__THE PROBLEM__
Begin at the line containing "segment --query=wooden pier" in the entries below and end at the line containing "--query=yellow shipping container"; transcribe that range exactly and nothing outside it.
- Opening Delimiter -
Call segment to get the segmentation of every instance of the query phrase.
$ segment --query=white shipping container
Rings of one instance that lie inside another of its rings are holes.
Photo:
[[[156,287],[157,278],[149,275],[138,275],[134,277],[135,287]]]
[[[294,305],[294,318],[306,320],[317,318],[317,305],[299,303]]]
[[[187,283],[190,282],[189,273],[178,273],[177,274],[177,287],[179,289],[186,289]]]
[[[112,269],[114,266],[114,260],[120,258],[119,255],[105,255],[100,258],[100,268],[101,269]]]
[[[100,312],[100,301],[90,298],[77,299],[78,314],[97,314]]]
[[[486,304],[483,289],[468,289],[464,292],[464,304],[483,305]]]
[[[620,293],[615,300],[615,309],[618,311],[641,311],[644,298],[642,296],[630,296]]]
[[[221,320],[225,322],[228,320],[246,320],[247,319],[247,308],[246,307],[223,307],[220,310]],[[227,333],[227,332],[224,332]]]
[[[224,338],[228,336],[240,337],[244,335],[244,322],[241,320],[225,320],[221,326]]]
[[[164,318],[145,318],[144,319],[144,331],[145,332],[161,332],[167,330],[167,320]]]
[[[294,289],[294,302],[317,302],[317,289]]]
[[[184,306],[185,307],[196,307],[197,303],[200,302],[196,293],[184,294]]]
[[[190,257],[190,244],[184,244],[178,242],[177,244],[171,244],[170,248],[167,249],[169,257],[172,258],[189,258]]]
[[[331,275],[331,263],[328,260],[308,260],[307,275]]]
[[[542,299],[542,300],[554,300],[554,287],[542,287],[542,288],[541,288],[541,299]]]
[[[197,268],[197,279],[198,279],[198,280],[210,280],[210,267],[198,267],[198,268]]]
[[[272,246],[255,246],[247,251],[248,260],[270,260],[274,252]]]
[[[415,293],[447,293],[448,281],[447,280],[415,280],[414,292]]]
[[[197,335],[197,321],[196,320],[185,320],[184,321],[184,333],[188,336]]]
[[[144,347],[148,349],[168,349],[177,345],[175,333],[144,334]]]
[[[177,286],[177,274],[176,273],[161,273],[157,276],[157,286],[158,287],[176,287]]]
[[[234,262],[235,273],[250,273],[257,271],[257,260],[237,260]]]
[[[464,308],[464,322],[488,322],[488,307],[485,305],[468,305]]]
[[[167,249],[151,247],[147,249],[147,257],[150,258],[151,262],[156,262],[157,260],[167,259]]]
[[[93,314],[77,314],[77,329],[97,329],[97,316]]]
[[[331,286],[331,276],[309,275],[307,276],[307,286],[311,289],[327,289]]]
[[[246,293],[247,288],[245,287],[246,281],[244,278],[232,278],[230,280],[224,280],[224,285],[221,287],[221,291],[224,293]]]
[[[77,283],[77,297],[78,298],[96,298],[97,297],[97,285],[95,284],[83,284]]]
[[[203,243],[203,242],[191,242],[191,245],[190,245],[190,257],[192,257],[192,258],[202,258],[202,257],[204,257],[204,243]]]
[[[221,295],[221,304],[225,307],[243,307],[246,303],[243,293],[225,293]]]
- Closing Delimiter -
- Opening Delimiter -
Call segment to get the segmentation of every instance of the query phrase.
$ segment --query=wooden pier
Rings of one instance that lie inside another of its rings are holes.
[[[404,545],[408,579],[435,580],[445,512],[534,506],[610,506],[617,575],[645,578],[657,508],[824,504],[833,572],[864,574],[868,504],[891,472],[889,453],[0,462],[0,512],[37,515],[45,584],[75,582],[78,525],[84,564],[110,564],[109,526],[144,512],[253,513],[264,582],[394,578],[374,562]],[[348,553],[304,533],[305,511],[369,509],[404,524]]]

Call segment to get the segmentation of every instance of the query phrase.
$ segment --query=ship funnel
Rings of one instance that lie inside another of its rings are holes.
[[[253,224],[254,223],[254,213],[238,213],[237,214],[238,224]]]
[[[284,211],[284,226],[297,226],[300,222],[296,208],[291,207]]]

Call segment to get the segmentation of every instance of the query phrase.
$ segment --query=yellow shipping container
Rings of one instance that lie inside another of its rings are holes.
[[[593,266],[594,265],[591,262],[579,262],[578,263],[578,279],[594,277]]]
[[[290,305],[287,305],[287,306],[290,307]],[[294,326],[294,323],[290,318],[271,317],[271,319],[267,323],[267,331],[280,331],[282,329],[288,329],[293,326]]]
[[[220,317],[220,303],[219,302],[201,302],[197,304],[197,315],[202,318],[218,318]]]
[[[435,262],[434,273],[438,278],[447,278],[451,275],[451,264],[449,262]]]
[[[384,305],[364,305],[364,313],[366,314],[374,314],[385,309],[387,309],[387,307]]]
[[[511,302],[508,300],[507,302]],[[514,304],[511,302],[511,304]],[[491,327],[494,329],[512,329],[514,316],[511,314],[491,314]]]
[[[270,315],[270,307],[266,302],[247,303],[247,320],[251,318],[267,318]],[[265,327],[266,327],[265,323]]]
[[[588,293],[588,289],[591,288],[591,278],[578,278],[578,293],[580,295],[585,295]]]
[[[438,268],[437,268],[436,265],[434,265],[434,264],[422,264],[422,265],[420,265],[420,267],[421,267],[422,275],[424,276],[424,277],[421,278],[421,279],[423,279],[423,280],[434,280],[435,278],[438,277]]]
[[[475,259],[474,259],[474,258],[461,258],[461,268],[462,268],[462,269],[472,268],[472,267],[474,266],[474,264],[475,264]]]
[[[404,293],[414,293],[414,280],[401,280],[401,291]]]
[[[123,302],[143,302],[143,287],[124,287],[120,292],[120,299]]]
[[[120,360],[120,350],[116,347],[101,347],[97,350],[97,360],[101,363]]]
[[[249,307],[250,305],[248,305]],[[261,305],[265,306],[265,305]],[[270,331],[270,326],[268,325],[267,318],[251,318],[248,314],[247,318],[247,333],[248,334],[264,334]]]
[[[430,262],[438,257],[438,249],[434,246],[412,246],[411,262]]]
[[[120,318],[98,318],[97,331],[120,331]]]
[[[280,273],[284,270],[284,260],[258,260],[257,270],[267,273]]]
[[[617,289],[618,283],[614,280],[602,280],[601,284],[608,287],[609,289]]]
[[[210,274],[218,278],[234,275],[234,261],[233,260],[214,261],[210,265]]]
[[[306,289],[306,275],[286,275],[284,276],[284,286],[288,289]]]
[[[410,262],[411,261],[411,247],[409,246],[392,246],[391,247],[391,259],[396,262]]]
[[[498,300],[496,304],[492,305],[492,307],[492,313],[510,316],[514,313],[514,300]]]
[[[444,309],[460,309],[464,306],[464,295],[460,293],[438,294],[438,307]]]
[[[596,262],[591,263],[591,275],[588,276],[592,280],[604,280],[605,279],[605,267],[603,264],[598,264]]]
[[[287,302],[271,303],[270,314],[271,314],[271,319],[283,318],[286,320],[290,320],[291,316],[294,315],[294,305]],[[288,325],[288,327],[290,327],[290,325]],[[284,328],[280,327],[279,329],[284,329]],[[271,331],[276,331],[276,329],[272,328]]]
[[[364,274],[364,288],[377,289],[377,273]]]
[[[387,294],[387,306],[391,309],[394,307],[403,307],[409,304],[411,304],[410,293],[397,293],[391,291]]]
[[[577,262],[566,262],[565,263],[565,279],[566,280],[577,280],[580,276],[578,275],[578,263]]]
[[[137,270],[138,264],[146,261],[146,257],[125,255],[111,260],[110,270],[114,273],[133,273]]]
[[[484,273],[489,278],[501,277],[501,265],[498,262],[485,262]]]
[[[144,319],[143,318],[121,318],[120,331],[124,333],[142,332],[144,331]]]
- Closing Delimiter -
__TASK OUTPUT__
$ segment --query=wooden pier
Rings of one instance that lie inside another of its rings are holes.
[[[404,545],[408,579],[435,580],[445,512],[534,506],[610,506],[617,575],[645,578],[657,508],[824,504],[833,572],[864,574],[868,504],[891,472],[889,453],[0,462],[0,512],[37,515],[45,584],[75,582],[78,525],[84,564],[110,564],[109,526],[144,512],[253,513],[264,582],[394,578],[374,562]],[[348,553],[304,533],[305,511],[369,509],[404,524]]]

Call segment to get the segmentation of every instance of the query phrase.
$ segment --query=ship funnel
Rings of one instance that lie inside another of its rings are holes.
[[[253,224],[254,223],[254,213],[238,213],[237,214],[238,224]]]
[[[284,211],[284,226],[297,226],[300,222],[296,208],[291,207]]]

Call segment to get the segmentation of every instance of the query phrase.
$ segment --query=yellow shipping container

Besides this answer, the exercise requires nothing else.